[Excerpts from a dataset]
=== Section Start ===

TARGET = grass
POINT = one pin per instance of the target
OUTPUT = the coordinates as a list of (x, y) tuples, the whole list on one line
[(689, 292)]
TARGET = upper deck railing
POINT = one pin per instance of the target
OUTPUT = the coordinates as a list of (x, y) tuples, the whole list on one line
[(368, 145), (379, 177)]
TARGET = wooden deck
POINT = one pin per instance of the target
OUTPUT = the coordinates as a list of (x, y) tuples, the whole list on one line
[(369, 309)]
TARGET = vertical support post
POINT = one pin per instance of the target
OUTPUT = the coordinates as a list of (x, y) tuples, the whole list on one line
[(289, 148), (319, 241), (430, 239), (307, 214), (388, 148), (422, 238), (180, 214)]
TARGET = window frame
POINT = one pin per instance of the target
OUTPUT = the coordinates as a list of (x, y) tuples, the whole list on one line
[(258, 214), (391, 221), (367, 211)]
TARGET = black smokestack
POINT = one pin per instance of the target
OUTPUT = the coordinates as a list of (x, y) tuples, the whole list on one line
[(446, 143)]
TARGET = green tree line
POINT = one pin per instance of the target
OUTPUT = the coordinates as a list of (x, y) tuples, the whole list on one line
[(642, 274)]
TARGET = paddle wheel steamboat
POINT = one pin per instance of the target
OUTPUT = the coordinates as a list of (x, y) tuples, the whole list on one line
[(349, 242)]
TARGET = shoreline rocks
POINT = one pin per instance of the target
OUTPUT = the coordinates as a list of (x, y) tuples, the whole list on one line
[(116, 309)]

=== Section End ===

[GOAL OF THE EXERCISE] For this exercise, copy the lines from the one that contains "TARGET = shoreline rocks" through the last line of the records, exactly and only those.

[RESPONSE BOX]
TARGET = shoreline rocks
POINT = one pin per instance of the target
OUTPUT = the coordinates as a list of (x, y) tuples, the whole list on one line
[(116, 309)]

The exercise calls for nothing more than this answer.